··· TEXTE CITÉ ···

Le Portugal est en deuil lundi après un gigantesque incendie de forêt qui a coûté la vie à au moins 62 personnes, alors que plusieurs centaines de pompiers tentent toujours de maîtriser le feu et retrouver d'éventuelles autres victimes.
Sous une chaleur caniculaire, le feu, attisé par un vent violent, s'est poursuivi dimanche soir sur quatre fronts, dont un d'une grande violence, selon les autorités, et plus de 900 pompiers et 280 véhicules étaient toujours à pied d'oeuvre pour combattre le sinistre, le plus meurtrier de l'histoire récente du Portugal. Sur les collines situées entre les bourgades de Pedrogao Grande, Figueiro dos Vinhos et Castanheira de Pera, encore recouvertes d'eucalyptus et de pins 24 heures plus tôt, la dévastation était totale dans les zones brûlées.
"Nous ressentons un sentiment d'injustice, car la tragédie a touché ces Portugais dont on parle peu, d'une zone rurale isolée", a déclaré dimanche le président Marcelo Rebelo de Sousa, en référence au lieu du drame, Pedrogao Grande, dans la région de Leiria (centre). Le gouvernement a décrété trois jours de deuil national. Le dernier bilan officiel fait état de 62 morts et 62 blessés, dont cinq dans un état grave (un enfant et quatre pompiers). Mais les autorités n'excluent pas de trouver d'autres victimes dans des villages cernés par des murs de flammes.

···

EXERCICE PROPOSÉ
Recopiez mot pour mot le passage du texte sur l'incendie au Portugal, en commençant à « Le Portugal est » et en terminant à « les zones brûlées. ».

··· DONNÉES FOURNIES ···

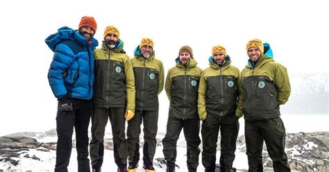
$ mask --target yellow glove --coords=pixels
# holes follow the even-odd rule
[[[126,121],[129,121],[130,119],[132,119],[135,115],[135,113],[131,112],[130,110],[127,110],[126,111],[126,114],[124,115],[124,117],[126,118]]]
[[[203,114],[199,114],[199,118],[200,118],[200,120],[203,121],[207,117],[207,113],[204,113]]]

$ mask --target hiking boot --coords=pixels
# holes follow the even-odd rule
[[[193,168],[190,168],[190,169],[189,169],[189,172],[196,172],[196,169],[193,169]]]
[[[117,172],[127,172],[127,167],[126,167],[126,166],[118,167]]]
[[[166,172],[175,172],[175,166],[167,166]]]
[[[146,172],[155,172],[153,166],[152,165],[146,166],[145,164],[143,165],[143,168],[146,170]]]
[[[128,166],[128,172],[135,172],[137,168],[138,167],[138,164],[136,165],[130,165]]]
[[[92,171],[92,172],[101,172],[101,167],[99,167],[99,166],[93,166]]]

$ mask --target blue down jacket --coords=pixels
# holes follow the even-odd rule
[[[94,94],[94,49],[98,42],[91,44],[83,35],[67,26],[49,35],[46,44],[54,52],[48,72],[50,87],[56,98],[70,97],[90,100]],[[63,76],[63,74],[66,76]]]

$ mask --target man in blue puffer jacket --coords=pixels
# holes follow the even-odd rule
[[[92,112],[94,49],[98,46],[93,36],[96,28],[95,19],[85,16],[78,31],[64,26],[45,40],[54,52],[48,79],[58,100],[56,172],[67,171],[74,127],[78,171],[90,171],[88,126]]]

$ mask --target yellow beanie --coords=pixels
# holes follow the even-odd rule
[[[140,41],[140,49],[142,48],[142,46],[143,46],[144,45],[149,45],[152,47],[152,49],[153,49],[154,43],[153,43],[153,40],[152,40],[152,38],[143,37],[143,39],[142,39],[142,41]]]
[[[185,45],[179,49],[179,53],[178,53],[178,57],[180,55],[180,53],[189,53],[189,55],[191,55],[191,58],[193,58],[193,51],[191,47],[188,45]]]
[[[253,39],[253,40],[250,40],[249,42],[248,42],[248,44],[247,44],[247,46],[246,46],[247,52],[248,52],[248,50],[249,50],[250,47],[256,47],[259,50],[260,50],[262,53],[264,53],[263,43],[262,42],[261,40],[260,40],[258,39]]]
[[[217,53],[222,53],[226,57],[226,49],[222,45],[217,45],[212,47],[211,49],[211,55],[214,56],[214,54]]]
[[[104,30],[104,37],[109,33],[115,34],[119,40],[120,40],[120,33],[117,27],[115,26],[108,26]]]

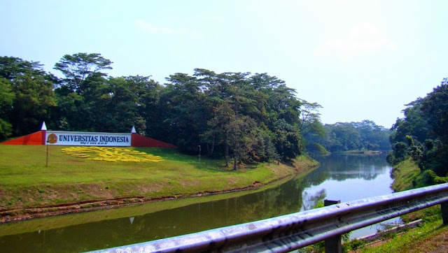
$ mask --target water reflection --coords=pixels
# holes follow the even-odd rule
[[[382,195],[391,191],[389,169],[384,156],[332,156],[306,177],[298,177],[275,188],[143,215],[130,214],[124,218],[6,235],[0,237],[0,249],[2,252],[88,251],[296,212],[311,209],[324,198],[344,202]],[[104,213],[98,211],[88,215]],[[3,227],[0,226],[0,231]]]

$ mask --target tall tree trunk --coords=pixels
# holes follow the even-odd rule
[[[229,168],[229,133],[225,133],[225,167]]]

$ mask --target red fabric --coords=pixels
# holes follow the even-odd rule
[[[45,131],[39,131],[24,136],[6,140],[3,145],[45,145]]]
[[[132,147],[172,147],[177,148],[176,145],[164,143],[163,141],[154,140],[152,138],[146,137],[136,133],[132,133],[131,140]]]

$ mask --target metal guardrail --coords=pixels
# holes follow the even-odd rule
[[[438,204],[446,224],[447,201],[438,185],[95,252],[289,252]]]

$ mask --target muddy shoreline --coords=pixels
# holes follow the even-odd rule
[[[156,198],[133,196],[103,200],[83,201],[80,202],[63,203],[38,208],[3,210],[0,210],[0,224],[19,222],[22,220],[50,216],[96,211],[111,208],[118,208],[120,207],[141,205],[153,202],[167,201],[180,198],[197,198],[220,194],[253,190],[268,185],[271,183],[281,180],[288,177],[290,177],[291,175],[288,175],[287,176],[278,178],[265,184],[261,183],[258,181],[255,181],[252,185],[248,185],[244,187],[233,188],[217,191],[205,191],[190,195],[167,196]]]

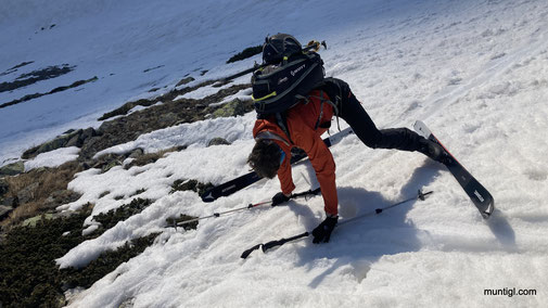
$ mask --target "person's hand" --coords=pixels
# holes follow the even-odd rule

···

RÉSULTAT ATTENDU
Le Portugal est en deuil lundi après un gigantesque incendie de forêt qui a coûté la vie à au moins 62 personnes, alors que plusieurs centaines de pompiers tentent toujours de maîtriser le feu et retrouver d'éventuelles autres victimes.
Sous une chaleur caniculaire, le feu, attisé par un vent violent, s'est poursuivi dimanche soir sur quatre fronts, dont un d'une grande violence, selon les autorités, et plus de 900 pompiers et 280 véhicules étaient toujours à pied d'oeuvre pour combattre le sinistre, le plus meurtrier de l'histoire récente du Portugal. Sur les collines situées entre les bourgades de Pedrogao Grande, Figueiro dos Vinhos et Castanheira de Pera, encore recouvertes d'eucalyptus et de pins 24 heures plus tôt, la dévastation était totale dans les zones brûlées.